Requirements
Convert the lines of each entry below into a JSON list of strings, with one string per line and blank lines omitted.

Supplied data
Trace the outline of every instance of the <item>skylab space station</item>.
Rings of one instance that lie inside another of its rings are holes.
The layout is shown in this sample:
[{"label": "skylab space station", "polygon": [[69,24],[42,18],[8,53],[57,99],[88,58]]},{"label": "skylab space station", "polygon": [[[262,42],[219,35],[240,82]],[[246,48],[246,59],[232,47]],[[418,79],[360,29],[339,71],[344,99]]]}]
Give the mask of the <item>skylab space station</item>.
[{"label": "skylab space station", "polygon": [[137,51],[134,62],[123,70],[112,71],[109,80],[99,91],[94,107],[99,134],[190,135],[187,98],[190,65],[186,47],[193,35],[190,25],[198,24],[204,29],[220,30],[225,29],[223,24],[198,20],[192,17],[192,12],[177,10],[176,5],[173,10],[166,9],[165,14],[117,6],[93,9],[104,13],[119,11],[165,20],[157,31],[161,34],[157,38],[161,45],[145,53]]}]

Task result
[
  "Trace the outline of every instance of the <item>skylab space station</item>.",
  "Rings of one instance that lie inside another of its rings are holes.",
  "The layout is shown in this sample:",
  "[{\"label\": \"skylab space station\", \"polygon\": [[69,24],[42,18],[8,53],[57,99],[88,58]]},{\"label\": \"skylab space station\", \"polygon\": [[[262,42],[219,35],[240,82]],[[246,48],[246,59],[232,47]],[[418,79],[360,29],[339,71],[344,99]]]}]",
  "Give the mask of the <item>skylab space station</item>.",
  "[{\"label\": \"skylab space station\", \"polygon\": [[137,51],[134,62],[123,70],[112,71],[109,80],[99,91],[94,107],[99,134],[190,135],[187,98],[190,65],[186,47],[193,35],[190,25],[198,24],[204,29],[220,30],[225,29],[223,24],[198,20],[192,17],[192,12],[177,10],[176,5],[173,10],[166,9],[165,14],[117,6],[93,9],[104,13],[119,11],[165,20],[157,31],[161,34],[157,38],[161,45],[145,53]]}]"
]